───── Record extracts

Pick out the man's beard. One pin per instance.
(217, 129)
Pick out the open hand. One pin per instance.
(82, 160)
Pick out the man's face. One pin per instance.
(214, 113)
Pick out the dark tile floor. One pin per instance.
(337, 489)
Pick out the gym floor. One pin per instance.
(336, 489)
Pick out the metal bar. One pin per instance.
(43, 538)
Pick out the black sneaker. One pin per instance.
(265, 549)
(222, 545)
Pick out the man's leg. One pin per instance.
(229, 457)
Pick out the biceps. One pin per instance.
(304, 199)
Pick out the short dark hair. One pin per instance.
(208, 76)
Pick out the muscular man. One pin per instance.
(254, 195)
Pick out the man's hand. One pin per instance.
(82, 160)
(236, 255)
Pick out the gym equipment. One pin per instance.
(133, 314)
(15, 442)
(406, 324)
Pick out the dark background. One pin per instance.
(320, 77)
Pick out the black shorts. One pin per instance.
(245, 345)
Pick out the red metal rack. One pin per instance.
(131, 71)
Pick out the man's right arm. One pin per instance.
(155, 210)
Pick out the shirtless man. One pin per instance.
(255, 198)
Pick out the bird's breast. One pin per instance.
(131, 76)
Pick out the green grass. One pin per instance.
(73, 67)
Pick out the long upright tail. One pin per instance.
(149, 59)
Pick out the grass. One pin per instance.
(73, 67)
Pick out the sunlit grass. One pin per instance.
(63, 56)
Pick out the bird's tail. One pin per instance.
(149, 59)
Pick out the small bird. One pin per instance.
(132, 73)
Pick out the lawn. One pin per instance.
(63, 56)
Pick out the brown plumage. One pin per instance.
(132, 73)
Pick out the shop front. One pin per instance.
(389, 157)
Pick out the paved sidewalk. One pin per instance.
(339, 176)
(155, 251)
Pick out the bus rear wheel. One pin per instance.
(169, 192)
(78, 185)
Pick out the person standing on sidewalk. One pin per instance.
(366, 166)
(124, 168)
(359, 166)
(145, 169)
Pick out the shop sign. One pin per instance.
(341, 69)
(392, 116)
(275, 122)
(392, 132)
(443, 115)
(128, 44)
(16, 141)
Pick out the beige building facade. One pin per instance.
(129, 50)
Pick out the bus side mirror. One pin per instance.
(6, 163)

──────────

**Exercise**.
From the line containing "Pick out the grass. One pin per instance." down to the final line of the data, write out every line exactly; both the first and last of these belong in your answer, and nothing else does.

**Exercise solution**.
Pick out the grass. One pin per instance.
(73, 67)
Pick out the sunlit grass. One pin per instance.
(63, 56)
Pick out the bird's tail. One pin per instance.
(149, 59)
Pick out the small bird. One pin per instance.
(132, 73)
Pick out the lawn. One pin per instance.
(63, 56)
Pick out the brown plumage. One pin per instance.
(132, 73)
Pick out the shop front. One pin per instance.
(389, 157)
Pick out the paved sidewalk. One pin per instance.
(339, 176)
(155, 251)
Pick out the bus rear wheel. One pin per instance.
(169, 192)
(78, 185)
Pick out the person standing on sidewalk. One pin per instance.
(366, 166)
(124, 168)
(359, 166)
(145, 169)
Pick out the shop sign. One pin per instance.
(341, 69)
(392, 116)
(275, 122)
(392, 132)
(443, 115)
(128, 44)
(16, 141)
Pick out the beige building facade. One pin per instance.
(129, 50)
Pick out the bus side mirror. One pin per instance.
(6, 163)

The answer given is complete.